==== Records supplied ====
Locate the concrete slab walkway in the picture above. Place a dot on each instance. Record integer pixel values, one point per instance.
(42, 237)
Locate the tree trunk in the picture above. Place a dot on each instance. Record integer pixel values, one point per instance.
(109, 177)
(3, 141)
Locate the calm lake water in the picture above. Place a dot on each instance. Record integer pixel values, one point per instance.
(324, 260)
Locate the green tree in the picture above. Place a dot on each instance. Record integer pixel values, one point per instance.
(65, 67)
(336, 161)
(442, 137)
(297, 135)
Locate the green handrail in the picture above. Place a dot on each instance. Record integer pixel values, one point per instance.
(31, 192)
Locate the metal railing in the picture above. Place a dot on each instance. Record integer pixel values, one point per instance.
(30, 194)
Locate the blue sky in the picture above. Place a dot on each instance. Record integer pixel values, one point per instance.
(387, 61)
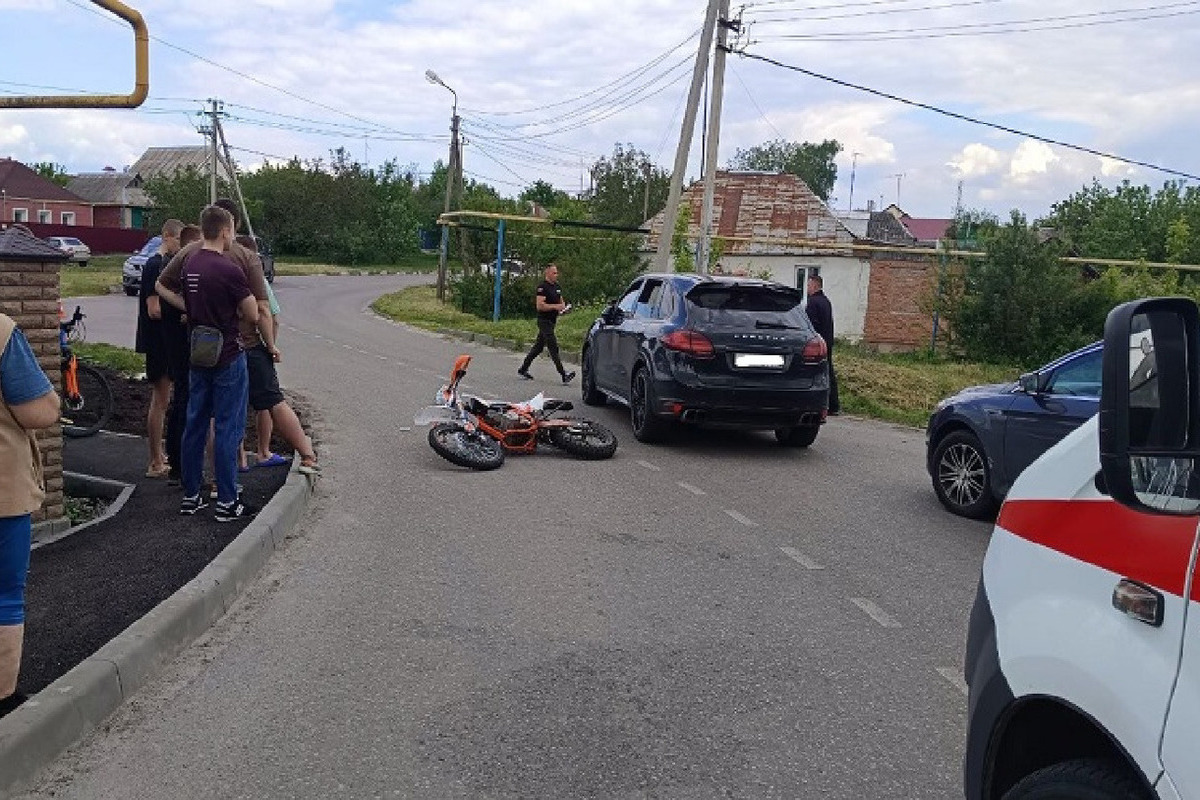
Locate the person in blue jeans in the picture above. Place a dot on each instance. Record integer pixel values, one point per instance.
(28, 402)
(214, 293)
====
==== Records supplied ====
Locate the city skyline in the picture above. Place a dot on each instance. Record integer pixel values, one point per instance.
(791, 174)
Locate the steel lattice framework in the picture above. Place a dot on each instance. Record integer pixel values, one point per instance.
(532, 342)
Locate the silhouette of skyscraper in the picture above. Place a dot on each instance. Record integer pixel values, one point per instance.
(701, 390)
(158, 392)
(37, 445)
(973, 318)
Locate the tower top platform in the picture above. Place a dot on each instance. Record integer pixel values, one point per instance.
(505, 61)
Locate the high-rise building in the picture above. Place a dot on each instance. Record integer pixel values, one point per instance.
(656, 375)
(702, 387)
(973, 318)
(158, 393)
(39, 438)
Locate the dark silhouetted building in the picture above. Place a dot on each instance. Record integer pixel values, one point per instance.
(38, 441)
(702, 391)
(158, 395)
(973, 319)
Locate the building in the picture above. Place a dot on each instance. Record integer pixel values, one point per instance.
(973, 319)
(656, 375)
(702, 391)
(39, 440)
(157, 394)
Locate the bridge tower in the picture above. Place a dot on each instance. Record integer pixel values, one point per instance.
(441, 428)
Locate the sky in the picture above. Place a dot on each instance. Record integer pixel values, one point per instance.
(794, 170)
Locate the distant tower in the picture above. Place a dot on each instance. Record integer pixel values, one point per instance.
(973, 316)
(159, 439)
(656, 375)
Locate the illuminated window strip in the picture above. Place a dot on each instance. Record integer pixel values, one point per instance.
====
» **Activity**: Using the entries above, return exactly the lines from the line with "Locate the sky" to the line with "Locate the illuminated", counting both of those lines.

» **Solution for this problem**:
Locate the sky in the picture above. Place a dot on each instance. Record integer pixel values, one point per instance.
(794, 170)
Locate the distant tower in the picture above. Place a dot on each instance. Record integer pixel values, one point per instance.
(973, 316)
(159, 439)
(656, 375)
Locate the illuminated window strip in the picture above. Place a dot on each instance. Record integer pixel values, one point per instance.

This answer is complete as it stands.